## TEXT EXCERPT
========

Merck Lowers Price of Some of its Older Drugs; Presidential Pricing Controversy


Pharma giant Merck is the latest company to announce it is lowering the cost of some of its drugs as pricing has come into the crosshairs of President Donald Trump. Merck said it will lower the cost of one drug by 60 percent and several other drugs by 10 percent. None of the drugs are blockbuster treatments and are not significant revenue drivers for the company.

Merck’s announcement comes shortly after Pfizer raised the ire of Trump over a second-round of drug hikes this year and ultimately rescinded those increases following political pressure. Novartis also halted planned increases on some of its drugs following the Pfizer kerfuffle.

In a brief announcement Thursday, Merck said it will lower the cost of its hepatitis C drug Zepatier by 60 percent. However, Zepatier has not been a top money earner for Merck in a long time. In fact, in Merck’s first quarter report for this year, Zepatier failed to show any real recorded revenue for the company following rebate payments to insurers, the New York Times noted. The Times noted that in the first quarter of 2018, Zepatier generated $131 million in global sales – down 65 percent from the previous year’s first quarter. Following the payment of rebates to insurers, Merck recorded zero dollars in U.S. sales, the Times said. Zepatier has struggled as a revenue driver for a number of reasons, including a shrinking patient population due to competitor treatments that are virtual cures for HCV, such as Gilead Science’s Harvoni and Sovaldi.

In addition to the reduction on its hepatitis C treatment, Merck said it will reduce the costs of six drugs by 10 percent. Those six drugs are blood pressure medicine Prinivil; prostate treatment Proscar; antidepressant Remeron; Parkinson’s disease drug Sinemet, including its sustained release formula; and glaucoma drug Trusopt. While the reduction may be welcome to some patients, each of the drugs included in this reduction has lost patent protection. The drugs all have generic equivalents on the market.

========

## EXTRACTED INFORMATION
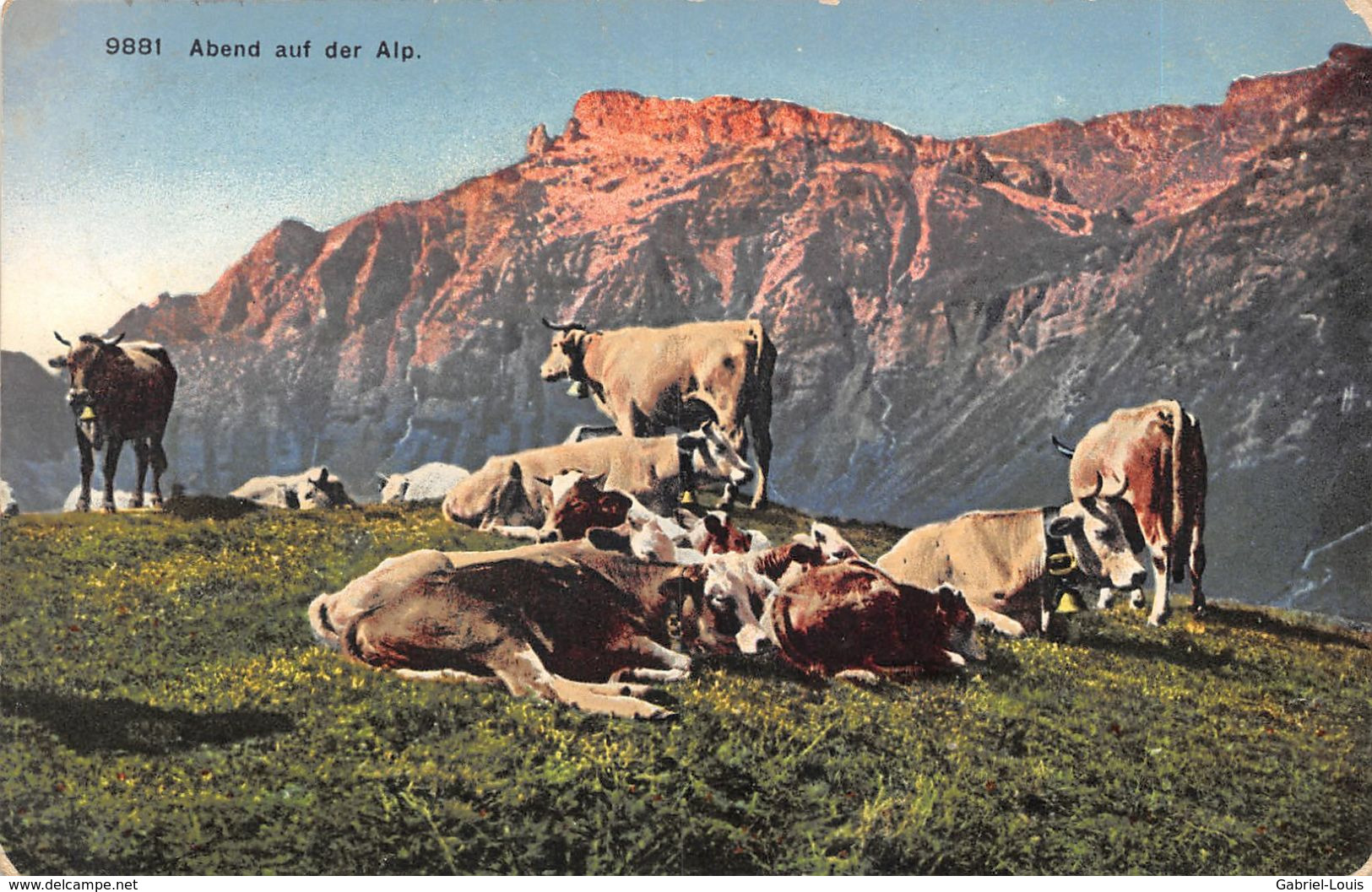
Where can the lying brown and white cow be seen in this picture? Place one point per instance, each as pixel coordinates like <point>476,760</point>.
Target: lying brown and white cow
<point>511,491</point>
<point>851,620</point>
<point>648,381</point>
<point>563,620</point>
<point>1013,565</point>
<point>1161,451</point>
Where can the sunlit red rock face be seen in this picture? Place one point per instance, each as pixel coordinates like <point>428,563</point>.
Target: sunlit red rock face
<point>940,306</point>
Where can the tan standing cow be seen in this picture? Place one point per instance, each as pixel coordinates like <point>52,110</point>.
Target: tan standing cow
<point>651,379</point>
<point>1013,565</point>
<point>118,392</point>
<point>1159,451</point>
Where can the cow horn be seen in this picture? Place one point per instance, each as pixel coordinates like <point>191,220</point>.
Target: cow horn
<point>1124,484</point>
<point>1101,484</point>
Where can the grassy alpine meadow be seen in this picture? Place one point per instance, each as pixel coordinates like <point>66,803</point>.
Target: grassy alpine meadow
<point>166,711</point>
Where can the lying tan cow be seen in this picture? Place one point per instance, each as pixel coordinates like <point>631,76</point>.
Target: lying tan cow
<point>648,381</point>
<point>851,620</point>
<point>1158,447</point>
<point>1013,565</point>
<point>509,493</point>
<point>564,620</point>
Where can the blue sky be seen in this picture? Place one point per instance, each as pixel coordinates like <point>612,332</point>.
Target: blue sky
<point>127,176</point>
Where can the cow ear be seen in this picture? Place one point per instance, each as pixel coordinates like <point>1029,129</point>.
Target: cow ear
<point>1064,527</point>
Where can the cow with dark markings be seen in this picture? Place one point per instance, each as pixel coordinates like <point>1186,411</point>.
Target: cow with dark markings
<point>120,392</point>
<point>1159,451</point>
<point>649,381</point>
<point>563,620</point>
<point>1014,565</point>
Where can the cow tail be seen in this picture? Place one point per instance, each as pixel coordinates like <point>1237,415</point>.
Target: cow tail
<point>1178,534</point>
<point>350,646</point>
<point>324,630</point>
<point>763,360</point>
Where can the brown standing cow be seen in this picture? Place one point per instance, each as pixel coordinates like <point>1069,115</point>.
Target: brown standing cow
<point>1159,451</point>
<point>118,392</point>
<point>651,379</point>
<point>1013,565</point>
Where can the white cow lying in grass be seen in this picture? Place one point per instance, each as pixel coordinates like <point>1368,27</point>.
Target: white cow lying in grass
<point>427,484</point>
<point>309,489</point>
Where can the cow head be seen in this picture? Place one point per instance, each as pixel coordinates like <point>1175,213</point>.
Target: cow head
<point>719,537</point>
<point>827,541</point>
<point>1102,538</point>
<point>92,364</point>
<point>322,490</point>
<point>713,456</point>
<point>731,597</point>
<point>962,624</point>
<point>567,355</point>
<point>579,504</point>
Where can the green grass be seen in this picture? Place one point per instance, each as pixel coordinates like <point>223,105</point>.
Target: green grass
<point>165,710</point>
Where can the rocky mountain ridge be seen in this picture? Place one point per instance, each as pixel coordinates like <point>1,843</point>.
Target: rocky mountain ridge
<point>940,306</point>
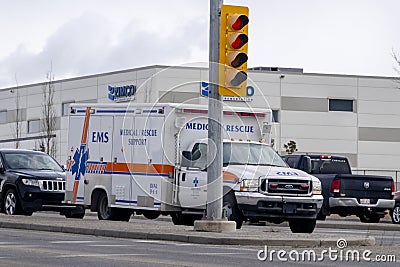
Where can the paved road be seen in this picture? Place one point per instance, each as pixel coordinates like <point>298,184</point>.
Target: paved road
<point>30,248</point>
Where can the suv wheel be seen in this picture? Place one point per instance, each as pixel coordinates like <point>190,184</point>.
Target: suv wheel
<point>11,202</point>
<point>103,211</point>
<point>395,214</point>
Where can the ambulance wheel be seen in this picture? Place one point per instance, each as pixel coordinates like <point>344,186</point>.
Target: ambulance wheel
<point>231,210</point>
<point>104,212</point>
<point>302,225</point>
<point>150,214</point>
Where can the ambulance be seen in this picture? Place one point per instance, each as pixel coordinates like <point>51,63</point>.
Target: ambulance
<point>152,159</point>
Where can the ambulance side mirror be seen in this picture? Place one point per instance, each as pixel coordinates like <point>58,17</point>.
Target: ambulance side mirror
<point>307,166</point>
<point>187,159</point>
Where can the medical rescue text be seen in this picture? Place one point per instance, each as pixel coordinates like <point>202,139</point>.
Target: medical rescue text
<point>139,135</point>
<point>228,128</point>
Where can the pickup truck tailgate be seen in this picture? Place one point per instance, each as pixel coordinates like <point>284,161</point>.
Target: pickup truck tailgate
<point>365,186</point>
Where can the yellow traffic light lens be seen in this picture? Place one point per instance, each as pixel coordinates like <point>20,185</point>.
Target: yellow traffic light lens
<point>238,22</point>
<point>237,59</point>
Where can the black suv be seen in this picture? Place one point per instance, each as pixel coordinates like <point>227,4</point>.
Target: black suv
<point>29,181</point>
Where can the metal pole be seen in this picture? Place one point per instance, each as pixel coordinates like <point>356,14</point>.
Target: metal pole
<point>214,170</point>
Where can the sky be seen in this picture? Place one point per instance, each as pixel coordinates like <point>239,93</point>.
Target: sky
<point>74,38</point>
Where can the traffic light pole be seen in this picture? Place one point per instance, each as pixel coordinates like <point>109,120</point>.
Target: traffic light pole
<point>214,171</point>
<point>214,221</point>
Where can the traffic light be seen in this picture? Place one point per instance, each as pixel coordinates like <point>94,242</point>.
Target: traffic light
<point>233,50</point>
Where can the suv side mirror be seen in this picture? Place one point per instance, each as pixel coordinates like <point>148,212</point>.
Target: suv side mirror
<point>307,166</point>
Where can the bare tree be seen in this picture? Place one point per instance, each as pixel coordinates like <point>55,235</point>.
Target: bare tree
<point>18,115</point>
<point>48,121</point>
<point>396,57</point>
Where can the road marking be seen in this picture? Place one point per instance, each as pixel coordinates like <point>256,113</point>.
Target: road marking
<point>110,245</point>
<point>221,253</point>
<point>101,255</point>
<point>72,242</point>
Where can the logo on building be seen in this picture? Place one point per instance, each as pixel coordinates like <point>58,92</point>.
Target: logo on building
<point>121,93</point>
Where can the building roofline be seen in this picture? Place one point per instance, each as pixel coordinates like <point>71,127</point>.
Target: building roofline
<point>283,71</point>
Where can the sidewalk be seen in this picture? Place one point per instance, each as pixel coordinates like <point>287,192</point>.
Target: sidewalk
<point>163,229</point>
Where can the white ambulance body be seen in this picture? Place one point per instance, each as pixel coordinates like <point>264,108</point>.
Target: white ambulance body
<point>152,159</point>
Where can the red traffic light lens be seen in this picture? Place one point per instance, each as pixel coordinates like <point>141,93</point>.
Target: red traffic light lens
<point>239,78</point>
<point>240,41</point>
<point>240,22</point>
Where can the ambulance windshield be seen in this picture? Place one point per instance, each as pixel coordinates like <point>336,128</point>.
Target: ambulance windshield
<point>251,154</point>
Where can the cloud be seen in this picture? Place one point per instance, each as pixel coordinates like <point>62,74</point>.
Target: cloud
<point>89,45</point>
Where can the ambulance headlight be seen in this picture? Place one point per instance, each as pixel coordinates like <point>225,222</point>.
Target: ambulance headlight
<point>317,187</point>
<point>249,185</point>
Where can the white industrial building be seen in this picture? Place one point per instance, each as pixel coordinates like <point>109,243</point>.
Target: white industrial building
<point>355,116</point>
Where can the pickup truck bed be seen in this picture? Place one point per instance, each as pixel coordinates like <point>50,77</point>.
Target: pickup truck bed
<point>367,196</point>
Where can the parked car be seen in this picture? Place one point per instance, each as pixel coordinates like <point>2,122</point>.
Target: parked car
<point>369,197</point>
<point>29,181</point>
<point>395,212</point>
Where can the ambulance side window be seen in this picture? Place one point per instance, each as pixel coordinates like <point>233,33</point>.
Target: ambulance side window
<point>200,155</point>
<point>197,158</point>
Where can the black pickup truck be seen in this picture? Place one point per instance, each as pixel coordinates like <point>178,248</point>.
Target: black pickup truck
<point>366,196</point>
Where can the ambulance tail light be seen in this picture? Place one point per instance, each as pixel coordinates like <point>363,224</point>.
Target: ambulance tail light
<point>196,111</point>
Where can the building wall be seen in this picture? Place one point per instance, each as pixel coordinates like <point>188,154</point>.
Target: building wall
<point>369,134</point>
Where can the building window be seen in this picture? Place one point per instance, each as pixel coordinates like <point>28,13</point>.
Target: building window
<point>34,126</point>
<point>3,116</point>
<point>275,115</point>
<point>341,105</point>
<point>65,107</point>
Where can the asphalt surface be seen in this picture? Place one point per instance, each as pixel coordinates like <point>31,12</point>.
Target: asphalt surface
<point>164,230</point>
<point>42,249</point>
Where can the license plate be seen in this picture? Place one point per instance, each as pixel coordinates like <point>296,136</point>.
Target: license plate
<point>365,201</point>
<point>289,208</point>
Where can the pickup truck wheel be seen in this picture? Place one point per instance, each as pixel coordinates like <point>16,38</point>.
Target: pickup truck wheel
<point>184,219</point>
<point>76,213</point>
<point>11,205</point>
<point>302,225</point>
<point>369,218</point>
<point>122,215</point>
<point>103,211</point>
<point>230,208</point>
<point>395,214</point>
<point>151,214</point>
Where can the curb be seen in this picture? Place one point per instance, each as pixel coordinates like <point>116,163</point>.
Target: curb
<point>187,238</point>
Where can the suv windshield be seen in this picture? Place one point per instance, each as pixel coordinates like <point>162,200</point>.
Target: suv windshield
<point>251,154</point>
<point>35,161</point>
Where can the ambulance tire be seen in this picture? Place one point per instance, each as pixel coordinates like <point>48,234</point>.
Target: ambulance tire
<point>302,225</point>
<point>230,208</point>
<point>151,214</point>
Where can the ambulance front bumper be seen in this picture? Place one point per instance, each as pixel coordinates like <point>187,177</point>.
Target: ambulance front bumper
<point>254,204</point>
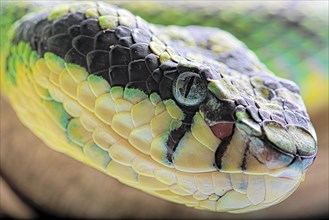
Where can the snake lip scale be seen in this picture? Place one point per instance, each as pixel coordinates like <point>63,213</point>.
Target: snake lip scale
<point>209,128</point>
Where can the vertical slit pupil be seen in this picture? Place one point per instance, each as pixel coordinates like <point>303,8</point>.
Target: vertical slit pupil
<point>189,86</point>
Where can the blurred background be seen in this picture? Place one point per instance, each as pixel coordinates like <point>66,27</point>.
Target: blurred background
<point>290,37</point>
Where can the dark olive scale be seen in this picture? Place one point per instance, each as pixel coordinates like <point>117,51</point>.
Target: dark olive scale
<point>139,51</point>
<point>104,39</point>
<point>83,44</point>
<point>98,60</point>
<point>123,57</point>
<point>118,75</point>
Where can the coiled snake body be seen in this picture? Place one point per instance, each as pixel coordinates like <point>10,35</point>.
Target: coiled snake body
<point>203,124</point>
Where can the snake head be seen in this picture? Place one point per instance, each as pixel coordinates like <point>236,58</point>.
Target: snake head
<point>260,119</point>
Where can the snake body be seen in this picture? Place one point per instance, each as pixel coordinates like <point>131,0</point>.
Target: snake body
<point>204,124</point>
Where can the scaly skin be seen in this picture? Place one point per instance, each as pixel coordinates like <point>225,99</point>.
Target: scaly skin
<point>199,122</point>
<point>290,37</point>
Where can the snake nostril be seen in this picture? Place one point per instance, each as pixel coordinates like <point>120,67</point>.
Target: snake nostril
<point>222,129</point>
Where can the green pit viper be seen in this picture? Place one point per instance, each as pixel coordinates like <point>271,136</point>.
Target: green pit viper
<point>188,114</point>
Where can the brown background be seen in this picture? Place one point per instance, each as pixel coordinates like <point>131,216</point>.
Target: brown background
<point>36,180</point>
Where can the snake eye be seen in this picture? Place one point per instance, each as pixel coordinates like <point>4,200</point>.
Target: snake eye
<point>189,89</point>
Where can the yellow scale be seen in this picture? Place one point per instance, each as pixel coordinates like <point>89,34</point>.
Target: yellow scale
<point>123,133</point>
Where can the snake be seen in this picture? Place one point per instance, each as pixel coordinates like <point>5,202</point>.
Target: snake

========

## DIRECTIONS FOR THIS TASK
Write the next few paragraphs of the article on Merck's drug price cuts, picking up after its last sentence. The items are unrelated to the article on Merck's price cuts.

## TASK ANSWER
In its announcement, Merck said it is committed to a responsible pricing of its prescription products. The company said it has committed to not increase the average net price of its portfolio of products by more than the annual rate of inflation. In selecting the drugs to reduce the prices on, Merck said the decision was based on a number of factors including “the gap between list price and actual discounted (net) prices paid in the market, the contractual obligations under existing arrangements with payers, and the opportunity to broaden access to treatment.” Merck pointed to its annual Pricing Action Transparency Report as a commitment to responsible pricing. In 2017 the company said net prices across Merck’s U.S. product portfolio declined by 1.9 percent.

“Going forward, we will continue to evaluate our portfolio of products to look for opportunities to further reduce costs for patients and the health care system,” Merck said. “We believe that further changes are still necessary to help reduce patient out-of-pocket costs.”

Drug pricing has been a controversial subject for some time and has been a favorite punching bag for Trump who claimed before his inauguration that the pharmaceutical industry was “getting away with murder” due to the pricing of some medications. Novartis announced its decision to stay its planned price increases earlier this week. Novartis Chief Executive Officer Vas Narasimhan said the company wants the consumer cost of its medicines to be both “reasonable” and “defensible” to patients. Novartis will hold off on the increase as it faces scrutiny over its relationship with Michael Cohen, Trump’s former attorney who has been accused of attempting to sell access to the Trump administration.